» **Goal**: Reproduce all of the data exactly.

◇ ◇ ◇ ◇

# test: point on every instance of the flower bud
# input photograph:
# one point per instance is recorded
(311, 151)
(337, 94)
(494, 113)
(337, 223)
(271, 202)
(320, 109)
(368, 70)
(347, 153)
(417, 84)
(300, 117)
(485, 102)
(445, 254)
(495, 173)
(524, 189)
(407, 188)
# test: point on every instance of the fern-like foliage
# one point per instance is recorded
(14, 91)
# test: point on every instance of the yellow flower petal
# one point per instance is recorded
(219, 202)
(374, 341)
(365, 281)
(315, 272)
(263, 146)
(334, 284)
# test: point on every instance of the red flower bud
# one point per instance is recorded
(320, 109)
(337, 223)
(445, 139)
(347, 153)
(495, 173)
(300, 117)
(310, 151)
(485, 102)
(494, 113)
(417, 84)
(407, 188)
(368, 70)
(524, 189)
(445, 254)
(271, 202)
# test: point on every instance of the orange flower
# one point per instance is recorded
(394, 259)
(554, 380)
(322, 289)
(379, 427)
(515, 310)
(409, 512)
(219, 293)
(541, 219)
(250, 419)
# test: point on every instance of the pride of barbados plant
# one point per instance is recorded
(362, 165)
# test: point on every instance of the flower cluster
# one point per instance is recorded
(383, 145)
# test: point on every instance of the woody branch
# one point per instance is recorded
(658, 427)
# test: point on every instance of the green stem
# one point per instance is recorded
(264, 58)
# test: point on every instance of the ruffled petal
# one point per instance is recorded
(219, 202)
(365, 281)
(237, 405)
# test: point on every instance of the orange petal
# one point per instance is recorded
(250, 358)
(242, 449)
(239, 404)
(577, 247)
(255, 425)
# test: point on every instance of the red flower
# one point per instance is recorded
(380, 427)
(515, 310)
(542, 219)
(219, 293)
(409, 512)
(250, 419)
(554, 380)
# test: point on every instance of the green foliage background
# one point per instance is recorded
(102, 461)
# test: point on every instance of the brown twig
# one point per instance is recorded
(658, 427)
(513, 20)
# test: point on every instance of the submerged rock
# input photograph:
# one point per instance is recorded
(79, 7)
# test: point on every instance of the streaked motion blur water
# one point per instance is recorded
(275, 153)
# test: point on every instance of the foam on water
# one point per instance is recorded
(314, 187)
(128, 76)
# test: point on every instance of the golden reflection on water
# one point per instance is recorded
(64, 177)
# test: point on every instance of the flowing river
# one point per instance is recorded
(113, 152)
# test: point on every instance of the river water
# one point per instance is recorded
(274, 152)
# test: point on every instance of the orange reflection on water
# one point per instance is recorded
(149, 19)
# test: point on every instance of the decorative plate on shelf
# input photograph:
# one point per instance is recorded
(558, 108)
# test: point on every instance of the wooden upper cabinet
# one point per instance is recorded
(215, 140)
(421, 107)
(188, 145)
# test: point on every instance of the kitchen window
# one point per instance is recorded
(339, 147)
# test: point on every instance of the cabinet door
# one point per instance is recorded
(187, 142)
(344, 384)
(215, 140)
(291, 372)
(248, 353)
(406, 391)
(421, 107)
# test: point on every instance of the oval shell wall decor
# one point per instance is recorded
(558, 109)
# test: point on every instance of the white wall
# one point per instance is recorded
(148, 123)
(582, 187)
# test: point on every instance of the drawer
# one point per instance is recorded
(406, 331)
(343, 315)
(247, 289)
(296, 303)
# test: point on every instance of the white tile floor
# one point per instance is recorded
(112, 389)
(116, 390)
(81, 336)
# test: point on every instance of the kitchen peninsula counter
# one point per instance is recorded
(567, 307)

◇ ◇ ◇ ◇

» **Response to the task**:
# test: point on every instance of the flower bud
# input photograph:
# one point per instance is recorded
(311, 151)
(337, 94)
(494, 113)
(337, 223)
(271, 202)
(320, 109)
(368, 70)
(347, 153)
(417, 84)
(300, 117)
(485, 102)
(445, 254)
(495, 173)
(524, 189)
(407, 188)
# test: point on every instance of the fern-like foliage
# one point per instance is recorded
(14, 91)
# test: point on every instance of the yellow flower petal
# one point per instance is recorded
(219, 202)
(374, 341)
(365, 281)
(315, 272)
(263, 146)
(334, 284)
# test: point on every instance of the red flower bud
# one point per instance is recorded
(320, 109)
(337, 223)
(445, 139)
(347, 153)
(495, 173)
(300, 117)
(310, 151)
(485, 102)
(494, 113)
(417, 84)
(407, 188)
(368, 70)
(524, 189)
(445, 254)
(271, 202)
# test: point on every instance of the orange flower
# one point per instance is recorded
(394, 259)
(554, 380)
(322, 289)
(379, 427)
(515, 310)
(409, 512)
(219, 293)
(541, 219)
(250, 419)
# test: point on every instance of the pride of barbados plant
# one point per instance is recorded
(362, 165)
# test: point on every instance of the flower cluster
# one point per instance is recorded
(383, 145)
# test: point on every instance of the woody branch
# one point per instance is recorded
(658, 427)
# test: point on every instance of the green stem
# one point per instance is recorded
(264, 58)
# test: point on every instance of the ruffled petal
# one point per instance is recorded
(219, 202)
(365, 281)
(237, 405)
# test: point on every instance of the orange petal
# one point per instance is recorded
(250, 358)
(242, 449)
(239, 404)
(577, 247)
(255, 425)
# test: point on every instance of the red flower
# one point per instance is recorded
(380, 427)
(515, 310)
(542, 219)
(219, 293)
(409, 512)
(250, 419)
(554, 380)
# test: point on every instance of the green foliage background
# one point per instance is recorded
(102, 461)
# test: point on every instance of the brown twig
# one point per instance is recorded
(658, 427)
(513, 20)
# test: point on every instance of the submerged rock
# input photograph:
# one point per instance is recorded
(79, 7)
# test: point on every instance of the streaked motion blur water
# one point per instance is recorded
(275, 153)
# test: point on every instance of the foam on water
# one point per instance is recorded
(314, 187)
(128, 76)
# test: point on every instance of the golden reflection on water
# one point per instance is recorded
(64, 177)
# test: point on every instance of the flowing river
# one point per instance is recorded
(113, 152)
# test: point on every instance of the river water
# one point per instance is recorded
(274, 152)
# test: point on every instance of the orange reflection on water
# one point per instance is recorded
(149, 19)
# test: point on every instance of the decorative plate on shelf
# input photograph:
# one point per instance is recorded
(558, 108)
# test: point on every instance of the wooden upper cabinet
# one point per instance is recorded
(215, 140)
(421, 107)
(188, 145)
# test: point on every instance of the kitchen window
# one point per instance is recorded
(339, 147)
# test: point on every instance of the cabinet door
# one point per instance is recorded
(187, 142)
(344, 384)
(215, 140)
(291, 372)
(248, 353)
(406, 391)
(421, 107)
# test: point on every instance of the oval shell wall decor
# one point per instance is recorded
(558, 109)
# test: point on every instance of the white wall
# one point per instance is recorded
(148, 123)
(582, 187)
# test: point on every instance of the drawer
# one point per instance is recorded
(406, 331)
(343, 315)
(247, 289)
(296, 303)
# test: point on every instance of the white tile floor
# one point per instance is recorded
(112, 389)
(116, 390)
(81, 336)
# test: point on every instance of the kitchen peninsula counter
# one point per instance is recorded
(567, 307)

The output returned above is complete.